# Exercise aim:
Give a verbatim quotation of every record.

--

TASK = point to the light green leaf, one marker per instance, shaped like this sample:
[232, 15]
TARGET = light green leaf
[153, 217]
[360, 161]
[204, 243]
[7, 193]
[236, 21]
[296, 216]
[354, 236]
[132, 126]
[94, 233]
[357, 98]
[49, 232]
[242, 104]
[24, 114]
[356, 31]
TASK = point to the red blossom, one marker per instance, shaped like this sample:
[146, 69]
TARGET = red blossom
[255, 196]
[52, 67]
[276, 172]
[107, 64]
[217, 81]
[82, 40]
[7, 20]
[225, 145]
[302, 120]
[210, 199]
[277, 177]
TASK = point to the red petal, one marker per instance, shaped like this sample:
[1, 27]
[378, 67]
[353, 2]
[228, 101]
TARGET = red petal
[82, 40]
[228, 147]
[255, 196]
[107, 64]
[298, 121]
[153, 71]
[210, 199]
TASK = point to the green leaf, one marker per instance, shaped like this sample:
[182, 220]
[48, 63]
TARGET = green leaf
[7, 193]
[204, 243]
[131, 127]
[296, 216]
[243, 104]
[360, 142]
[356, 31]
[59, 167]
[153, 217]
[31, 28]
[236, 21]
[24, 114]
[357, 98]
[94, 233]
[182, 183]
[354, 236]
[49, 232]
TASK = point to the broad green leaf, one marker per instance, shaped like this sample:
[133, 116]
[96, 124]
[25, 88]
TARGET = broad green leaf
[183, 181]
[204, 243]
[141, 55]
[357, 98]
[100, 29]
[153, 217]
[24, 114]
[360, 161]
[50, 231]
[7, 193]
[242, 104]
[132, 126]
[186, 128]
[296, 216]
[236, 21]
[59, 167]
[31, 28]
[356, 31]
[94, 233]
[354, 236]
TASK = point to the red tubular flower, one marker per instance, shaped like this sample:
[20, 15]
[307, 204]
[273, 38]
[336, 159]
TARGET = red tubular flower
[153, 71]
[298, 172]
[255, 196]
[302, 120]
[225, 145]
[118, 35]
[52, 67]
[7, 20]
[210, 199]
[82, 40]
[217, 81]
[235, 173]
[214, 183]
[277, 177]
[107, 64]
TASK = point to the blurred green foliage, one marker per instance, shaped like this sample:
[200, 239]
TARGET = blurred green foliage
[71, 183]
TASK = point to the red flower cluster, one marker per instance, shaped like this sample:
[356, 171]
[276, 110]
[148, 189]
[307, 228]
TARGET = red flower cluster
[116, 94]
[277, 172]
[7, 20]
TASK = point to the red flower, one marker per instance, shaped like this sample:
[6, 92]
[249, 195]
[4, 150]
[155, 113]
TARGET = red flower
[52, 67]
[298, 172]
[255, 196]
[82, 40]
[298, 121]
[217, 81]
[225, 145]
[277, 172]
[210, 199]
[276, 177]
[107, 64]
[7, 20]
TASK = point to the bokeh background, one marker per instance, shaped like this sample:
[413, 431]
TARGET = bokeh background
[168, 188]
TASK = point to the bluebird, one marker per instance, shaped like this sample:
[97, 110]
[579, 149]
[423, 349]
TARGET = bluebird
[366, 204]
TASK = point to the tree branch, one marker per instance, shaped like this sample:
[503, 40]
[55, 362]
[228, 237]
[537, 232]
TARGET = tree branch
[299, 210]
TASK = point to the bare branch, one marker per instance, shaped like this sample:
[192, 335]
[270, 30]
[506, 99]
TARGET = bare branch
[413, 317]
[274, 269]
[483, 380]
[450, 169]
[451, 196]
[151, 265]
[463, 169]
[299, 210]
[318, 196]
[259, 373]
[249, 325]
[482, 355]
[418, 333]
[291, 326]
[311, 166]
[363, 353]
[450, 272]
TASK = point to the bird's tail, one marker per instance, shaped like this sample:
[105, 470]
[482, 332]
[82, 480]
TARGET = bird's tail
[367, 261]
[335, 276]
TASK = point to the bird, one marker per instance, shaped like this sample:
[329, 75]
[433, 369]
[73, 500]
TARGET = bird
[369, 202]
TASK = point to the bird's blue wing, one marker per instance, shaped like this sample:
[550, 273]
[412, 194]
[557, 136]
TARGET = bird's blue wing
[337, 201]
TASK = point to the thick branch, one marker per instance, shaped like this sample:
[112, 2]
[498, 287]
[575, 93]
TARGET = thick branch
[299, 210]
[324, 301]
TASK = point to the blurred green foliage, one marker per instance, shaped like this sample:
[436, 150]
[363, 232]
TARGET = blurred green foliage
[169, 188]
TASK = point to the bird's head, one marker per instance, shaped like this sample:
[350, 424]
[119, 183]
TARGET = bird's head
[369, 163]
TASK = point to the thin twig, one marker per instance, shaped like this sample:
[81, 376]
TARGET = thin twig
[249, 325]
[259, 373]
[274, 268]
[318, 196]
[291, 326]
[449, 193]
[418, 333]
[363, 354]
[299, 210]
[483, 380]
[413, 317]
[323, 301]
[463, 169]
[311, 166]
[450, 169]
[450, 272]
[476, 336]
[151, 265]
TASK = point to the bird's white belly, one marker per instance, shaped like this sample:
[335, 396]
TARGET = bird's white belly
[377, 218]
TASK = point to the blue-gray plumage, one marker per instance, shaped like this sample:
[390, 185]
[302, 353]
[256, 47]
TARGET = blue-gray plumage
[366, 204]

--

# Right answer:
TASK = point to the light green leaf, one marker per instance, shaped like this sample:
[232, 15]
TARGET = light green leaf
[153, 217]
[360, 161]
[204, 243]
[7, 193]
[236, 21]
[296, 216]
[354, 236]
[132, 126]
[94, 233]
[357, 98]
[49, 232]
[242, 104]
[24, 114]
[356, 31]
TASK = point to the red blossom, one marker per instance, shaped like this sample:
[146, 69]
TARGET = red blossom
[255, 196]
[52, 67]
[276, 172]
[107, 64]
[217, 81]
[82, 40]
[7, 20]
[225, 145]
[302, 120]
[210, 199]
[277, 177]
TASK = point to the red petal, one marker per instance, shaped like this sample:
[1, 27]
[378, 67]
[353, 2]
[228, 101]
TARGET = red petal
[82, 40]
[228, 147]
[255, 196]
[107, 64]
[298, 121]
[153, 71]
[210, 199]
TASK = point to the green leaf, one marker per instance, shaped like this sample:
[182, 220]
[48, 63]
TARGET = green leaf
[7, 193]
[204, 243]
[131, 127]
[296, 216]
[243, 104]
[360, 142]
[356, 31]
[59, 167]
[153, 217]
[31, 28]
[236, 21]
[24, 114]
[357, 98]
[94, 233]
[182, 183]
[354, 236]
[49, 232]
TASK = point to the broad green leaf, one marker per instance, shaped like this sample:
[133, 116]
[96, 124]
[25, 88]
TARGET = broad green leaf
[183, 181]
[204, 243]
[141, 55]
[357, 98]
[100, 29]
[153, 217]
[24, 114]
[360, 161]
[50, 231]
[7, 193]
[242, 104]
[132, 126]
[186, 128]
[296, 216]
[236, 21]
[59, 167]
[31, 28]
[356, 31]
[94, 233]
[354, 236]
TASK = point to the red tubular flower, one marker per instance, shaped like this sample:
[20, 15]
[307, 204]
[273, 38]
[336, 159]
TARGET = red tubular flower
[153, 71]
[298, 172]
[255, 196]
[302, 120]
[225, 145]
[118, 35]
[52, 67]
[7, 20]
[210, 199]
[82, 40]
[217, 81]
[235, 173]
[214, 183]
[277, 177]
[107, 64]
TASK = point to the blurred green foliage, one marker per instance, shaped like this sample:
[200, 239]
TARGET = blurred green foliage
[71, 183]
TASK = point to the red flower cluster, one marker per instance, shaped like this sample:
[356, 171]
[276, 110]
[148, 189]
[307, 228]
TARGET = red flower cluster
[116, 94]
[277, 172]
[7, 20]
TASK = point to the red flower, one marker per instance, shaped like this sample:
[6, 92]
[249, 195]
[4, 150]
[155, 113]
TARGET = red flower
[52, 67]
[298, 172]
[255, 196]
[82, 40]
[298, 121]
[217, 81]
[225, 145]
[277, 172]
[210, 199]
[276, 177]
[107, 64]
[7, 20]
TASK = point to the bokeh background, one marker per instance, shaped like this sample:
[413, 431]
TARGET = bokeh background
[168, 188]
TASK = point to the bluebird, one marker per instance, shaped like this sample:
[97, 110]
[579, 149]
[423, 349]
TARGET = bluebird
[366, 204]
TASK = point to the tree branch, one marker per instance, shaped like this sample:
[503, 40]
[55, 362]
[228, 237]
[537, 232]
TARGET = tree branch
[299, 210]
TASK = point to the bare branch, one marker per instance, shaped like this sample:
[192, 335]
[270, 30]
[506, 99]
TARGET = bare branch
[413, 317]
[274, 269]
[483, 380]
[450, 169]
[451, 196]
[151, 265]
[463, 169]
[299, 210]
[318, 196]
[259, 373]
[249, 325]
[482, 355]
[418, 333]
[291, 326]
[311, 166]
[363, 353]
[450, 272]
TASK = point to the bird's tail, one marker per instance, shaped like this sample:
[105, 470]
[482, 332]
[82, 480]
TARGET = bird's tail
[367, 261]
[335, 276]
TASK = point to the bird, one marker per instance, shaped like this sample:
[329, 75]
[433, 369]
[73, 500]
TARGET = bird
[369, 202]
TASK = point to the bird's blue wing, one marker per instance, shaped like this sample:
[550, 273]
[412, 194]
[557, 136]
TARGET = bird's blue wing
[337, 201]
TASK = point to the thick branch, one marker per instance, shaped like this sample:
[112, 2]
[498, 287]
[575, 93]
TARGET = thick branch
[299, 210]
[324, 301]
TASK = point to the blurred green foliage, one marker per instance, shaped like this sample:
[436, 150]
[363, 232]
TARGET = blurred green foliage
[169, 188]
TASK = point to the bird's head, one marker per instance, shaped like this sample:
[350, 424]
[119, 183]
TARGET = bird's head
[369, 163]
TASK = point to the thin twig, one marker per instance, shaped like this sample:
[81, 376]
TARGET = thin twig
[249, 325]
[259, 373]
[274, 268]
[318, 196]
[291, 326]
[449, 193]
[418, 333]
[363, 354]
[299, 210]
[483, 380]
[413, 317]
[323, 301]
[463, 169]
[311, 166]
[450, 169]
[450, 272]
[476, 336]
[151, 265]
TASK = point to the bird's white belly, one marker per instance, shaped like this sample:
[335, 396]
TARGET = bird's white belly
[377, 218]
TASK = point to the blue-gray plumage, one marker per instance, shaped like this sample:
[390, 185]
[302, 353]
[256, 47]
TARGET = blue-gray plumage
[366, 204]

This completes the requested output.